§ **Exercise**
Print each entry word for word.

Stored data entries

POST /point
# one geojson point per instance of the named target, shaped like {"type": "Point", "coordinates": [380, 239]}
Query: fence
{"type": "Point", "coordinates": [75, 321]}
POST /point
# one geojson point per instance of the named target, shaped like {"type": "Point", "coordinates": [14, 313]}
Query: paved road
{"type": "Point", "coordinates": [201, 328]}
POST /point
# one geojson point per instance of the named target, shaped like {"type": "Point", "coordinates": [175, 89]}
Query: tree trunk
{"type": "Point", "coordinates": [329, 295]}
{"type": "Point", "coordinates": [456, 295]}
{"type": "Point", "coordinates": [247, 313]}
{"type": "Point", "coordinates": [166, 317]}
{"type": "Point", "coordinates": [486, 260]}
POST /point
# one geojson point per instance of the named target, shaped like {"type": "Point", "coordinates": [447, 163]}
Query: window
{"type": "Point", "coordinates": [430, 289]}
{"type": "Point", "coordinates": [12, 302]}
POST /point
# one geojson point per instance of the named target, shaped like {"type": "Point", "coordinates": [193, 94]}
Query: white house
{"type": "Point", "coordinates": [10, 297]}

§ **Reply**
POST /point
# one geojson point per instance of the named target, shaped like {"type": "Point", "coordinates": [380, 239]}
Query: fence
{"type": "Point", "coordinates": [75, 321]}
POST /point
# one geojson point per instance of the named target, shaped like {"type": "Point", "coordinates": [14, 313]}
Query: paved road
{"type": "Point", "coordinates": [201, 328]}
POST /point
# one geojson point per instance of the named target, shaped like {"type": "Point", "coordinates": [175, 89]}
Query: tree trunk
{"type": "Point", "coordinates": [329, 295]}
{"type": "Point", "coordinates": [456, 295]}
{"type": "Point", "coordinates": [247, 313]}
{"type": "Point", "coordinates": [166, 317]}
{"type": "Point", "coordinates": [486, 260]}
POST /point
# one geojson point per instance of the named target, shaped like {"type": "Point", "coordinates": [447, 163]}
Query: window
{"type": "Point", "coordinates": [430, 289]}
{"type": "Point", "coordinates": [12, 302]}
POST /point
# one geojson point per instance of the named target, shaped like {"type": "Point", "coordinates": [193, 94]}
Query: white house
{"type": "Point", "coordinates": [10, 297]}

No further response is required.